EXERCISE INPUTS:
## begin

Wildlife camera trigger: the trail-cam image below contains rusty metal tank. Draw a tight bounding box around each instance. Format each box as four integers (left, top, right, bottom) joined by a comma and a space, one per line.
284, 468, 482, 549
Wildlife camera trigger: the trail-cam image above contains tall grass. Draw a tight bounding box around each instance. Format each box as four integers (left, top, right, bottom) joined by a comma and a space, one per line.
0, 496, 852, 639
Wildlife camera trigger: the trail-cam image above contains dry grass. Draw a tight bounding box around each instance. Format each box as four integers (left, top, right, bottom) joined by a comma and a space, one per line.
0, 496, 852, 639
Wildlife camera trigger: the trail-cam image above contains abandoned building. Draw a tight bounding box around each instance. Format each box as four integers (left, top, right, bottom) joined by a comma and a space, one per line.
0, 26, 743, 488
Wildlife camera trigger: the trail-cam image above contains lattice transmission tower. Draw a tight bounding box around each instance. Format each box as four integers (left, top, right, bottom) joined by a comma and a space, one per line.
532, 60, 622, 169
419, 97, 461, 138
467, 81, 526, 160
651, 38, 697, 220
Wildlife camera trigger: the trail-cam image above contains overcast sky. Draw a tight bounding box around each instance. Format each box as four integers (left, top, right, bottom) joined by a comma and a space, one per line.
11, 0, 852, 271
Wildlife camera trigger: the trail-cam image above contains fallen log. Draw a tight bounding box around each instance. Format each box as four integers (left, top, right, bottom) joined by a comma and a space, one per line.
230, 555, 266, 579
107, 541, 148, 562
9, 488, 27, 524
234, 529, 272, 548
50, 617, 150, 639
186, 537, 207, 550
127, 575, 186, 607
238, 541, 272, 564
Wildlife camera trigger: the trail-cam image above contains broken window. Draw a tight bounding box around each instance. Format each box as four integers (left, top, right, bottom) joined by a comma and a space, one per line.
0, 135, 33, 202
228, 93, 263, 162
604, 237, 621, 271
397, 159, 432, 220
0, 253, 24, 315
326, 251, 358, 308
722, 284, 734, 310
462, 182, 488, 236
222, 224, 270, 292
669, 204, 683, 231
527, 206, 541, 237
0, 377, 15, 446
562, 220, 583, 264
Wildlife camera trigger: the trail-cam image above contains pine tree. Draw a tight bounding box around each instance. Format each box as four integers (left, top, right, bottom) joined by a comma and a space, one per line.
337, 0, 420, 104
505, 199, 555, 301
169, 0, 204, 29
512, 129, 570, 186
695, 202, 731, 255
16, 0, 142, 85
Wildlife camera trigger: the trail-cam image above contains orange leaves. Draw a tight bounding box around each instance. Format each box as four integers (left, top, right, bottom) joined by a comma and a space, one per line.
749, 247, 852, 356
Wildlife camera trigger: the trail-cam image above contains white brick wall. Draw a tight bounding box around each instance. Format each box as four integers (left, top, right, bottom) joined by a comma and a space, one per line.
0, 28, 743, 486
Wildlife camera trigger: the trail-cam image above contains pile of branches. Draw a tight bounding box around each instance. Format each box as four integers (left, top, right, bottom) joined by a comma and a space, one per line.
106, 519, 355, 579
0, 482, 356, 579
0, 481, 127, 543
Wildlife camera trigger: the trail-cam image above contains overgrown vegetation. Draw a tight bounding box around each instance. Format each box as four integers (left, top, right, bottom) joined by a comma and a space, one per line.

## end

YOUR OBJECTIVE: Reproduce the listing word for word, starting at the line that contains "above contains fallen" and stopping after the line that contains "238, 541, 272, 564".

TASK OUTPUT:
Wildlife camera trigger: the trail-cam image above contains fallen log. Draw a tight bounding box around each instance. Format each box as four integers (left, top, right, bottom) joined by a comma and a space, one per line.
230, 555, 266, 579
107, 541, 148, 562
9, 488, 27, 524
234, 529, 272, 548
50, 617, 150, 639
186, 537, 207, 550
127, 575, 186, 607
238, 541, 272, 564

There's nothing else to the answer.